## [Data listing]
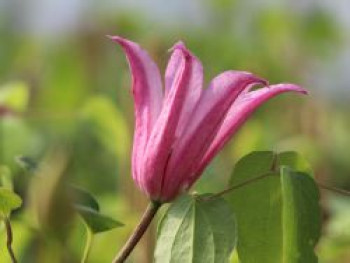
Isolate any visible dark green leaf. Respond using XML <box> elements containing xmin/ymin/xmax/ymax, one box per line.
<box><xmin>281</xmin><ymin>167</ymin><xmax>321</xmax><ymax>263</ymax></box>
<box><xmin>75</xmin><ymin>205</ymin><xmax>123</xmax><ymax>234</ymax></box>
<box><xmin>70</xmin><ymin>185</ymin><xmax>100</xmax><ymax>211</ymax></box>
<box><xmin>0</xmin><ymin>187</ymin><xmax>22</xmax><ymax>217</ymax></box>
<box><xmin>277</xmin><ymin>152</ymin><xmax>313</xmax><ymax>175</ymax></box>
<box><xmin>228</xmin><ymin>152</ymin><xmax>282</xmax><ymax>263</ymax></box>
<box><xmin>228</xmin><ymin>152</ymin><xmax>320</xmax><ymax>263</ymax></box>
<box><xmin>155</xmin><ymin>195</ymin><xmax>236</xmax><ymax>263</ymax></box>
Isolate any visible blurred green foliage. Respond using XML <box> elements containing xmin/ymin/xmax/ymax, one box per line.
<box><xmin>0</xmin><ymin>0</ymin><xmax>350</xmax><ymax>263</ymax></box>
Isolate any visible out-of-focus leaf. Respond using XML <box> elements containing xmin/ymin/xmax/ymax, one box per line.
<box><xmin>281</xmin><ymin>167</ymin><xmax>321</xmax><ymax>263</ymax></box>
<box><xmin>0</xmin><ymin>81</ymin><xmax>29</xmax><ymax>112</ymax></box>
<box><xmin>155</xmin><ymin>195</ymin><xmax>236</xmax><ymax>263</ymax></box>
<box><xmin>0</xmin><ymin>187</ymin><xmax>22</xmax><ymax>217</ymax></box>
<box><xmin>0</xmin><ymin>165</ymin><xmax>13</xmax><ymax>190</ymax></box>
<box><xmin>228</xmin><ymin>152</ymin><xmax>320</xmax><ymax>263</ymax></box>
<box><xmin>15</xmin><ymin>155</ymin><xmax>39</xmax><ymax>173</ymax></box>
<box><xmin>75</xmin><ymin>205</ymin><xmax>123</xmax><ymax>234</ymax></box>
<box><xmin>70</xmin><ymin>185</ymin><xmax>100</xmax><ymax>211</ymax></box>
<box><xmin>82</xmin><ymin>96</ymin><xmax>130</xmax><ymax>159</ymax></box>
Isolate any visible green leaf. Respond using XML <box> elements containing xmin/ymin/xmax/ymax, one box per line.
<box><xmin>0</xmin><ymin>187</ymin><xmax>22</xmax><ymax>217</ymax></box>
<box><xmin>0</xmin><ymin>81</ymin><xmax>29</xmax><ymax>112</ymax></box>
<box><xmin>277</xmin><ymin>152</ymin><xmax>313</xmax><ymax>175</ymax></box>
<box><xmin>281</xmin><ymin>167</ymin><xmax>321</xmax><ymax>263</ymax></box>
<box><xmin>82</xmin><ymin>96</ymin><xmax>130</xmax><ymax>159</ymax></box>
<box><xmin>228</xmin><ymin>152</ymin><xmax>282</xmax><ymax>263</ymax></box>
<box><xmin>75</xmin><ymin>205</ymin><xmax>123</xmax><ymax>234</ymax></box>
<box><xmin>155</xmin><ymin>195</ymin><xmax>236</xmax><ymax>263</ymax></box>
<box><xmin>227</xmin><ymin>152</ymin><xmax>320</xmax><ymax>263</ymax></box>
<box><xmin>70</xmin><ymin>185</ymin><xmax>100</xmax><ymax>211</ymax></box>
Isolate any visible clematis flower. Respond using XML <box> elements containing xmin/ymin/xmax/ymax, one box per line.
<box><xmin>110</xmin><ymin>36</ymin><xmax>307</xmax><ymax>202</ymax></box>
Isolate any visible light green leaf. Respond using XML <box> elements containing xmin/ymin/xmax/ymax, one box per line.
<box><xmin>155</xmin><ymin>195</ymin><xmax>236</xmax><ymax>263</ymax></box>
<box><xmin>0</xmin><ymin>81</ymin><xmax>29</xmax><ymax>112</ymax></box>
<box><xmin>277</xmin><ymin>152</ymin><xmax>313</xmax><ymax>175</ymax></box>
<box><xmin>0</xmin><ymin>187</ymin><xmax>22</xmax><ymax>218</ymax></box>
<box><xmin>281</xmin><ymin>167</ymin><xmax>321</xmax><ymax>263</ymax></box>
<box><xmin>75</xmin><ymin>205</ymin><xmax>123</xmax><ymax>234</ymax></box>
<box><xmin>227</xmin><ymin>152</ymin><xmax>320</xmax><ymax>263</ymax></box>
<box><xmin>82</xmin><ymin>96</ymin><xmax>130</xmax><ymax>159</ymax></box>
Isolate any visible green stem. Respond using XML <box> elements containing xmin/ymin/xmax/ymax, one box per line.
<box><xmin>4</xmin><ymin>217</ymin><xmax>17</xmax><ymax>263</ymax></box>
<box><xmin>113</xmin><ymin>201</ymin><xmax>162</xmax><ymax>263</ymax></box>
<box><xmin>81</xmin><ymin>226</ymin><xmax>94</xmax><ymax>263</ymax></box>
<box><xmin>202</xmin><ymin>172</ymin><xmax>274</xmax><ymax>201</ymax></box>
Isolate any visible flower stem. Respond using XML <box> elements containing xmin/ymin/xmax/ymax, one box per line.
<box><xmin>4</xmin><ymin>217</ymin><xmax>17</xmax><ymax>263</ymax></box>
<box><xmin>203</xmin><ymin>172</ymin><xmax>274</xmax><ymax>201</ymax></box>
<box><xmin>113</xmin><ymin>201</ymin><xmax>162</xmax><ymax>263</ymax></box>
<box><xmin>81</xmin><ymin>226</ymin><xmax>93</xmax><ymax>263</ymax></box>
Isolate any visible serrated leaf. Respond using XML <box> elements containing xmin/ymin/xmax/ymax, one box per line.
<box><xmin>70</xmin><ymin>185</ymin><xmax>100</xmax><ymax>211</ymax></box>
<box><xmin>227</xmin><ymin>152</ymin><xmax>320</xmax><ymax>263</ymax></box>
<box><xmin>0</xmin><ymin>187</ymin><xmax>22</xmax><ymax>217</ymax></box>
<box><xmin>155</xmin><ymin>195</ymin><xmax>236</xmax><ymax>263</ymax></box>
<box><xmin>281</xmin><ymin>167</ymin><xmax>321</xmax><ymax>263</ymax></box>
<box><xmin>75</xmin><ymin>205</ymin><xmax>123</xmax><ymax>234</ymax></box>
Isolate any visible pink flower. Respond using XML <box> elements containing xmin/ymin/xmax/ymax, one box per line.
<box><xmin>110</xmin><ymin>36</ymin><xmax>306</xmax><ymax>202</ymax></box>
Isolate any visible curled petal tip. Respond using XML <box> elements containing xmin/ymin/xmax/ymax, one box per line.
<box><xmin>168</xmin><ymin>40</ymin><xmax>187</xmax><ymax>52</ymax></box>
<box><xmin>277</xmin><ymin>83</ymin><xmax>309</xmax><ymax>95</ymax></box>
<box><xmin>106</xmin><ymin>35</ymin><xmax>132</xmax><ymax>46</ymax></box>
<box><xmin>168</xmin><ymin>40</ymin><xmax>191</xmax><ymax>58</ymax></box>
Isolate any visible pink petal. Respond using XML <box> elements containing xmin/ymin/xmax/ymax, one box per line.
<box><xmin>190</xmin><ymin>84</ymin><xmax>307</xmax><ymax>184</ymax></box>
<box><xmin>142</xmin><ymin>43</ymin><xmax>203</xmax><ymax>199</ymax></box>
<box><xmin>109</xmin><ymin>36</ymin><xmax>163</xmax><ymax>191</ymax></box>
<box><xmin>162</xmin><ymin>71</ymin><xmax>266</xmax><ymax>200</ymax></box>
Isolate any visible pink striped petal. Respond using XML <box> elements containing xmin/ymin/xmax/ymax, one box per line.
<box><xmin>162</xmin><ymin>71</ymin><xmax>266</xmax><ymax>198</ymax></box>
<box><xmin>189</xmin><ymin>84</ymin><xmax>307</xmax><ymax>184</ymax></box>
<box><xmin>109</xmin><ymin>36</ymin><xmax>163</xmax><ymax>191</ymax></box>
<box><xmin>142</xmin><ymin>43</ymin><xmax>203</xmax><ymax>199</ymax></box>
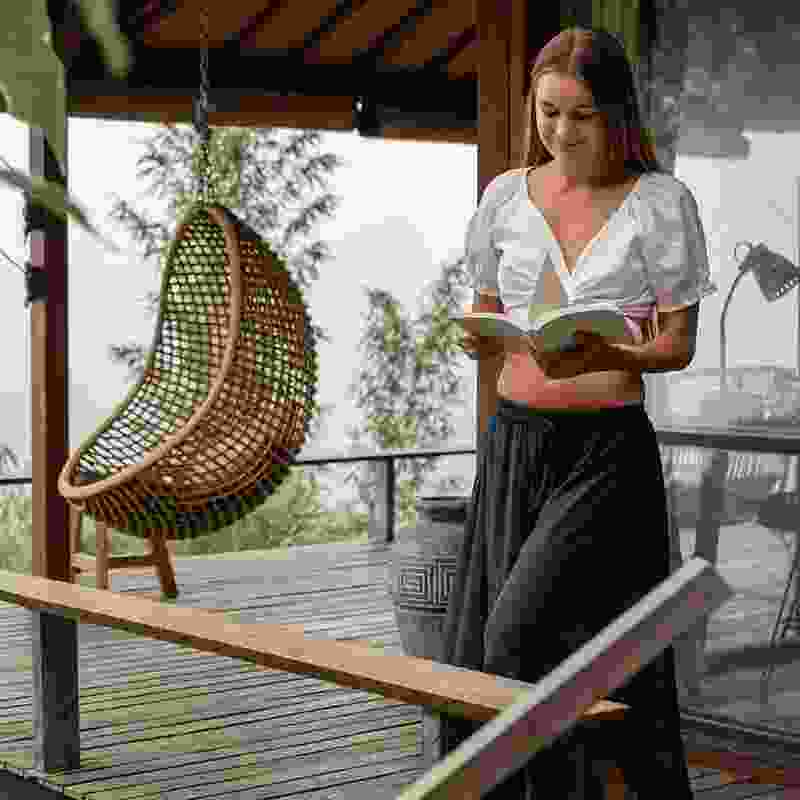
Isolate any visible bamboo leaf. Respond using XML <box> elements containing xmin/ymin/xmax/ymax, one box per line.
<box><xmin>0</xmin><ymin>0</ymin><xmax>67</xmax><ymax>172</ymax></box>
<box><xmin>78</xmin><ymin>0</ymin><xmax>131</xmax><ymax>78</ymax></box>
<box><xmin>0</xmin><ymin>168</ymin><xmax>121</xmax><ymax>253</ymax></box>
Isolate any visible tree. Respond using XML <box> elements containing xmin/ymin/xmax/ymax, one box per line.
<box><xmin>0</xmin><ymin>0</ymin><xmax>131</xmax><ymax>245</ymax></box>
<box><xmin>345</xmin><ymin>258</ymin><xmax>476</xmax><ymax>526</ymax></box>
<box><xmin>0</xmin><ymin>444</ymin><xmax>19</xmax><ymax>475</ymax></box>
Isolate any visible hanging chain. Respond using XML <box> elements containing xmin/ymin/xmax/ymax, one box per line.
<box><xmin>193</xmin><ymin>5</ymin><xmax>214</xmax><ymax>203</ymax></box>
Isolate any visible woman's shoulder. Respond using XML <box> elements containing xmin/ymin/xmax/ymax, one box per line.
<box><xmin>636</xmin><ymin>171</ymin><xmax>693</xmax><ymax>232</ymax></box>
<box><xmin>481</xmin><ymin>167</ymin><xmax>527</xmax><ymax>208</ymax></box>
<box><xmin>640</xmin><ymin>170</ymin><xmax>691</xmax><ymax>203</ymax></box>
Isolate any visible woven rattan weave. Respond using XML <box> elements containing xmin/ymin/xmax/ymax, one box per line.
<box><xmin>59</xmin><ymin>200</ymin><xmax>318</xmax><ymax>539</ymax></box>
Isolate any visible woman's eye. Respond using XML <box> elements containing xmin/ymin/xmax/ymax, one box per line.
<box><xmin>544</xmin><ymin>111</ymin><xmax>594</xmax><ymax>122</ymax></box>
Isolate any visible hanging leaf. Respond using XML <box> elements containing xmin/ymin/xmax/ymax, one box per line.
<box><xmin>78</xmin><ymin>0</ymin><xmax>131</xmax><ymax>78</ymax></box>
<box><xmin>0</xmin><ymin>162</ymin><xmax>121</xmax><ymax>253</ymax></box>
<box><xmin>0</xmin><ymin>0</ymin><xmax>66</xmax><ymax>172</ymax></box>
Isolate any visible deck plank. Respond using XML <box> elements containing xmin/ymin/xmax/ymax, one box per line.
<box><xmin>0</xmin><ymin>544</ymin><xmax>782</xmax><ymax>800</ymax></box>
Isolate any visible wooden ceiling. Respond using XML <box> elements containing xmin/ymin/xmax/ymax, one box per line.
<box><xmin>57</xmin><ymin>0</ymin><xmax>478</xmax><ymax>144</ymax></box>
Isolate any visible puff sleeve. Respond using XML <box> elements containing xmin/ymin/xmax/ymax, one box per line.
<box><xmin>643</xmin><ymin>175</ymin><xmax>718</xmax><ymax>311</ymax></box>
<box><xmin>464</xmin><ymin>178</ymin><xmax>500</xmax><ymax>296</ymax></box>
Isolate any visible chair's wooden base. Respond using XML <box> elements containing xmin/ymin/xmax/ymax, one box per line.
<box><xmin>69</xmin><ymin>506</ymin><xmax>178</xmax><ymax>597</ymax></box>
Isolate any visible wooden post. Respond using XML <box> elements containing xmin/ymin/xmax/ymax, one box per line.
<box><xmin>29</xmin><ymin>116</ymin><xmax>80</xmax><ymax>772</ymax></box>
<box><xmin>367</xmin><ymin>457</ymin><xmax>396</xmax><ymax>544</ymax></box>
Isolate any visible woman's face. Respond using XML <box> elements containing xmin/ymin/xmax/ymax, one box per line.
<box><xmin>535</xmin><ymin>72</ymin><xmax>608</xmax><ymax>176</ymax></box>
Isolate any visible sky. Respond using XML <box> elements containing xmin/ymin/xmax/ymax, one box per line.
<box><xmin>0</xmin><ymin>114</ymin><xmax>798</xmax><ymax>476</ymax></box>
<box><xmin>0</xmin><ymin>114</ymin><xmax>477</xmax><ymax>476</ymax></box>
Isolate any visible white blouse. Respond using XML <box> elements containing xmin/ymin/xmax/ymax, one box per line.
<box><xmin>465</xmin><ymin>167</ymin><xmax>718</xmax><ymax>341</ymax></box>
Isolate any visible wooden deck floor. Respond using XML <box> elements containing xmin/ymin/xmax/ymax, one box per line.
<box><xmin>0</xmin><ymin>544</ymin><xmax>790</xmax><ymax>800</ymax></box>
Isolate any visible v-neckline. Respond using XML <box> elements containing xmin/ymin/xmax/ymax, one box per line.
<box><xmin>523</xmin><ymin>167</ymin><xmax>644</xmax><ymax>288</ymax></box>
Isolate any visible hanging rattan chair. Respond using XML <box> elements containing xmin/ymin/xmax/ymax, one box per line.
<box><xmin>58</xmin><ymin>201</ymin><xmax>318</xmax><ymax>584</ymax></box>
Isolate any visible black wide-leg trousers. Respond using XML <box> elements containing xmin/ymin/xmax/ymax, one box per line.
<box><xmin>440</xmin><ymin>398</ymin><xmax>692</xmax><ymax>800</ymax></box>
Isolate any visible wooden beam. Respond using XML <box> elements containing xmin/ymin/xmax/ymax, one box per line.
<box><xmin>397</xmin><ymin>558</ymin><xmax>734</xmax><ymax>800</ymax></box>
<box><xmin>66</xmin><ymin>43</ymin><xmax>477</xmax><ymax>113</ymax></box>
<box><xmin>0</xmin><ymin>571</ymin><xmax>626</xmax><ymax>722</ymax></box>
<box><xmin>29</xmin><ymin>116</ymin><xmax>80</xmax><ymax>772</ymax></box>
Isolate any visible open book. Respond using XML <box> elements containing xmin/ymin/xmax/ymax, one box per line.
<box><xmin>450</xmin><ymin>302</ymin><xmax>632</xmax><ymax>351</ymax></box>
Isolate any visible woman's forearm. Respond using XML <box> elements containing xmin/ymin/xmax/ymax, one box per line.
<box><xmin>606</xmin><ymin>333</ymin><xmax>694</xmax><ymax>372</ymax></box>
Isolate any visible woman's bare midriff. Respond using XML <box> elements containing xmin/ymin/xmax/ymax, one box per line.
<box><xmin>497</xmin><ymin>162</ymin><xmax>647</xmax><ymax>409</ymax></box>
<box><xmin>497</xmin><ymin>353</ymin><xmax>643</xmax><ymax>409</ymax></box>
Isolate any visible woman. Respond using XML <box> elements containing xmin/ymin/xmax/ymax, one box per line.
<box><xmin>441</xmin><ymin>28</ymin><xmax>716</xmax><ymax>800</ymax></box>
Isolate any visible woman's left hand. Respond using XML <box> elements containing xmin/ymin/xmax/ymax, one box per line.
<box><xmin>529</xmin><ymin>331</ymin><xmax>622</xmax><ymax>380</ymax></box>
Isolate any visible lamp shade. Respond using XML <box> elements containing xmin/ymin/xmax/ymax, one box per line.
<box><xmin>740</xmin><ymin>244</ymin><xmax>800</xmax><ymax>303</ymax></box>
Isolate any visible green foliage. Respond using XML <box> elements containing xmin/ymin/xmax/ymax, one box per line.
<box><xmin>346</xmin><ymin>259</ymin><xmax>476</xmax><ymax>527</ymax></box>
<box><xmin>104</xmin><ymin>125</ymin><xmax>342</xmax><ymax>450</ymax></box>
<box><xmin>0</xmin><ymin>467</ymin><xmax>368</xmax><ymax>585</ymax></box>
<box><xmin>0</xmin><ymin>0</ymin><xmax>130</xmax><ymax>244</ymax></box>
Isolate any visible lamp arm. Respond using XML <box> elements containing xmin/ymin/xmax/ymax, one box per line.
<box><xmin>719</xmin><ymin>269</ymin><xmax>749</xmax><ymax>391</ymax></box>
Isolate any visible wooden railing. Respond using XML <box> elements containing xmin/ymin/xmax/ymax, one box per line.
<box><xmin>0</xmin><ymin>428</ymin><xmax>800</xmax><ymax>800</ymax></box>
<box><xmin>6</xmin><ymin>426</ymin><xmax>800</xmax><ymax>543</ymax></box>
<box><xmin>0</xmin><ymin>559</ymin><xmax>732</xmax><ymax>800</ymax></box>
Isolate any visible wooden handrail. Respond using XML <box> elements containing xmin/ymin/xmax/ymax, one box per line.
<box><xmin>0</xmin><ymin>571</ymin><xmax>627</xmax><ymax>722</ymax></box>
<box><xmin>397</xmin><ymin>558</ymin><xmax>733</xmax><ymax>800</ymax></box>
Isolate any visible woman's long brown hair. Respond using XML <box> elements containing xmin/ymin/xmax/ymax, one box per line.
<box><xmin>522</xmin><ymin>27</ymin><xmax>666</xmax><ymax>172</ymax></box>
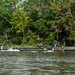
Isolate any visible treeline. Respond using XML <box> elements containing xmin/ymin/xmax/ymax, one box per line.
<box><xmin>0</xmin><ymin>0</ymin><xmax>75</xmax><ymax>46</ymax></box>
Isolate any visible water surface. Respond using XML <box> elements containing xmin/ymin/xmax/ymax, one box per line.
<box><xmin>0</xmin><ymin>51</ymin><xmax>75</xmax><ymax>75</ymax></box>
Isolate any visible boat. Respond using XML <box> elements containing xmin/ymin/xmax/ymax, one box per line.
<box><xmin>1</xmin><ymin>48</ymin><xmax>20</xmax><ymax>52</ymax></box>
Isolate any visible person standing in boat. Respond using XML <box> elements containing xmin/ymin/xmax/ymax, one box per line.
<box><xmin>2</xmin><ymin>33</ymin><xmax>9</xmax><ymax>46</ymax></box>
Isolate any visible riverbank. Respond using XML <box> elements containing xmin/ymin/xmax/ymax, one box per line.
<box><xmin>0</xmin><ymin>46</ymin><xmax>75</xmax><ymax>51</ymax></box>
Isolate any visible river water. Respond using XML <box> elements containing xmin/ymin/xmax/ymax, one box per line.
<box><xmin>0</xmin><ymin>51</ymin><xmax>75</xmax><ymax>75</ymax></box>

## [What is expected]
Please rewrite the data from the line containing "Isolate any visible water" through the end of the data, changing every "boat" to "canoe" and leaving everything else as it is.

## [Task response]
Isolate any visible water surface. Respond using XML <box> elements containing xmin/ymin/xmax/ymax, one box per line.
<box><xmin>0</xmin><ymin>51</ymin><xmax>75</xmax><ymax>75</ymax></box>
Isolate any visible canoe. Respond using XML <box> elements containing xmin/ymin/xmax/ymax, one box per line.
<box><xmin>1</xmin><ymin>48</ymin><xmax>20</xmax><ymax>52</ymax></box>
Isolate any visible person standing in canoe. Respond using XML <box> elements containing xmin/ymin/xmax/ymax, one box per line.
<box><xmin>2</xmin><ymin>33</ymin><xmax>9</xmax><ymax>46</ymax></box>
Isolate any visible riverbank. Respond using XML <box> elements containing xmin/ymin/xmax/ymax, one box per line.
<box><xmin>0</xmin><ymin>46</ymin><xmax>75</xmax><ymax>51</ymax></box>
Isolate any visible river water. Respond using XML <box> elements containing xmin/ymin/xmax/ymax, one box per line.
<box><xmin>0</xmin><ymin>51</ymin><xmax>75</xmax><ymax>75</ymax></box>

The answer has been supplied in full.